» AIM OF THE TASK:
Output every one of the lines below word for word, keeping their order.

» RECORDED INFORMATION:
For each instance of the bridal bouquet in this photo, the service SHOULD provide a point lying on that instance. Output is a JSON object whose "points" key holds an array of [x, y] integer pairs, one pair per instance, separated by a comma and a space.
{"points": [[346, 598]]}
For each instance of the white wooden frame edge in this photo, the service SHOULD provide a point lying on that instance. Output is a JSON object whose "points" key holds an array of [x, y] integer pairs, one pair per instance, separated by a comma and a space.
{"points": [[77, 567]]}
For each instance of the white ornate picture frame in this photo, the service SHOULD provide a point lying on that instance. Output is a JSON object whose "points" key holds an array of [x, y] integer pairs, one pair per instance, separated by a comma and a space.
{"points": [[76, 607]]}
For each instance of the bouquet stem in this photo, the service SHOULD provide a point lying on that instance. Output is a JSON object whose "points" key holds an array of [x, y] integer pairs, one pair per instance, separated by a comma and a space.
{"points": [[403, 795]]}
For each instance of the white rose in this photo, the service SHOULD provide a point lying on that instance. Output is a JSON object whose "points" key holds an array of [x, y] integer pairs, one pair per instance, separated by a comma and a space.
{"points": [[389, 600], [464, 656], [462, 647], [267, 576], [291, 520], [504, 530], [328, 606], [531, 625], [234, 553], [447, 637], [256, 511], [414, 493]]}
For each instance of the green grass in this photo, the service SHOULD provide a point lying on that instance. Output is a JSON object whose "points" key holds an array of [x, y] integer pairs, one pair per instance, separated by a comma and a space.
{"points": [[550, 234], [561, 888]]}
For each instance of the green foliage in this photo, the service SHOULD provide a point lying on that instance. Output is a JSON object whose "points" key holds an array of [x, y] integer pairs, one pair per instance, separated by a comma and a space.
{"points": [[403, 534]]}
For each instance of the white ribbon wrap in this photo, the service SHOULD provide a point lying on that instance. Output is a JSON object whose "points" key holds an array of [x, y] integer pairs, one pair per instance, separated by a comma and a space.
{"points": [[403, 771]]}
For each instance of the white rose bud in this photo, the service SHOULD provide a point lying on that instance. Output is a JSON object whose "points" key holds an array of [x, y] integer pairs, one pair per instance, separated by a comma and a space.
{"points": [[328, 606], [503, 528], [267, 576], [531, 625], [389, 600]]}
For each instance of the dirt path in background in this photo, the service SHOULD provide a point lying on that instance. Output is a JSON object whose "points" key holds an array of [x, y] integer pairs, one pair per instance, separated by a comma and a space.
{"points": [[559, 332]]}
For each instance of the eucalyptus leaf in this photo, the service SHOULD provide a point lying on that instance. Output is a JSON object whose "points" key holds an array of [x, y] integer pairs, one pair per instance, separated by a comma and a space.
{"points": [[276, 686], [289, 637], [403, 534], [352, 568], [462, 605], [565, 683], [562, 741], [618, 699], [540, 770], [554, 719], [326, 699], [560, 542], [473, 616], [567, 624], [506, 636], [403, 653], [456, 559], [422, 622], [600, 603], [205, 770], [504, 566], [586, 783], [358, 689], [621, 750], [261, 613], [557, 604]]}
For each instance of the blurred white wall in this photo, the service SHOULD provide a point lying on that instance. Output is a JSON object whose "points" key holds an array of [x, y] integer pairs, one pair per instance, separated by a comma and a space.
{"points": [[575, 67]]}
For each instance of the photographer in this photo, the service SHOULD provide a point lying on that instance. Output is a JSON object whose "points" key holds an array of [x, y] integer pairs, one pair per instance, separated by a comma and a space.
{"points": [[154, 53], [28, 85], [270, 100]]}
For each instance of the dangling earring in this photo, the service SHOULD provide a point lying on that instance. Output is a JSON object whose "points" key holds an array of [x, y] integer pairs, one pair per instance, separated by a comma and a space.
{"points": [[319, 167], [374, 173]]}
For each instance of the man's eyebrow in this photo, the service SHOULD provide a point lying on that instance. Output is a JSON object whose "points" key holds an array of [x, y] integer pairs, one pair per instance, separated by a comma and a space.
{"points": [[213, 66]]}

» IN RESPONSE:
For each instance of the bridal bouquet in this photo, the service SHOULD provide a point lying on that instance. Output is a JSON object whose "points" key holds an array of [x, y] integer pairs, one pair per instance, separated by a comma and a space.
{"points": [[346, 598]]}
For each instance of the white wooden frame edge in this photo, the service SHOULD provide a point lying on that instance. Output is a JSON object whose "points" key holds an array of [x, y] integer pairs, one pair per instance, separated by a comma and a space.
{"points": [[77, 567]]}
For each instance of the white ornate picture frame in this photo, the service SHOULD provide a point lying on that instance. Output is a JSON object whose "points" key holds an array of [x, y] integer pairs, one pair per instance, separated by a comma and a space.
{"points": [[76, 607]]}
For each instance of the bouquet stem in this photo, the service SHOULD provide a point lying on that instance. Output is a JSON object whose "points" key holds an array of [x, y] integer pairs, one pair per instance, separated by a comma and a space.
{"points": [[403, 795]]}
For each instance of the white rose in this photo, the service SHOULD provide a point lying on that instance. Output is a JSON object whose "points" key holds an array of [x, y] integer pairs, one pair per instance, separated by a comma and a space.
{"points": [[389, 600], [464, 656], [462, 647], [267, 576], [291, 520], [504, 530], [328, 606], [531, 625], [234, 553], [447, 637], [256, 511], [414, 493]]}
For each instance of the green grass in this photo, the service SHOULD provide a point lying on that instance. Output is a JSON object whose "points" key holds an array of [x, y] integer pairs, one pair per instance, separated by a comma and a space.
{"points": [[550, 234], [561, 888]]}
For each instance of the green foliage in this photo, the service SHOULD provide a point lying on that instance. Output is a JSON object whose "points" key holds an array of [x, y] integer pairs, one pair per instance, separated by a comma and a space.
{"points": [[403, 534]]}
For each instance of the white ribbon wrap in this photo, the service SHOULD provide a point lying on that instance. Output is a JSON object whose "points" key holds an array of [x, y] integer pairs, one pair per instance, separated by a comma and a space.
{"points": [[403, 771]]}
For each instance of the white rose bud in this photo, the service SHOULD provide a point lying on that instance. Output is a JSON object whose "points" key holds an array of [x, y] integer pairs, one pair per instance, separated by a comma and a space.
{"points": [[328, 606], [503, 528], [267, 576], [531, 625], [389, 600]]}
For each instance of the dirt path in background in this photo, the service SHOULD provide a point lying on that instance. Output is a JSON object whose "points" key holds an array of [x, y] integer pairs, one pair per instance, separated by a comma and a space.
{"points": [[559, 332]]}
For each instance of the eucalyptus leaf in this photo, the service SHOULD provide a point lying on that instance. Output is a JSON object whose "points" key holds an array of [x, y] integer pairs, one pair per instance, separated by a comma and a space.
{"points": [[276, 686], [289, 637], [403, 534], [352, 568], [462, 605], [565, 683], [562, 741], [618, 699], [540, 770], [554, 719], [326, 699], [560, 542], [473, 616], [567, 624], [506, 636], [403, 653], [456, 559], [422, 622], [600, 603], [205, 770], [504, 566], [586, 783], [358, 689], [621, 750], [261, 613], [557, 604]]}
For each instance of the blurred white wall in this photo, the service SHOULD provide a point lying on that instance. Output is a JSON object whose "points" key holds an array of [x, y] integer pairs, one pair per instance, separated by a comma and a space.
{"points": [[575, 67]]}
For each instance of the photographer in this photo, the service SHOULD provide a point lying on that instance. Output is a JSON object whose "points" key holds an array of [x, y] integer pairs, one pair per instance, separated by a comma and a space.
{"points": [[154, 53], [28, 85], [270, 100]]}
For each instance of the dangling earring in this photo, the service SHOULD provide a point lying on that instance. Output is a JSON object whose "points" key holds an array of [x, y] integer pairs, one pair per instance, separated by a comma and a space.
{"points": [[319, 167], [374, 173]]}
For each instance of the man's eyebrow in this photo, the service SHOULD provide a point lying on that instance. Output is a JSON object whose "points" key holds an array of [x, y] integer pairs, one pair per instance, separated by a comma and a space.
{"points": [[213, 66]]}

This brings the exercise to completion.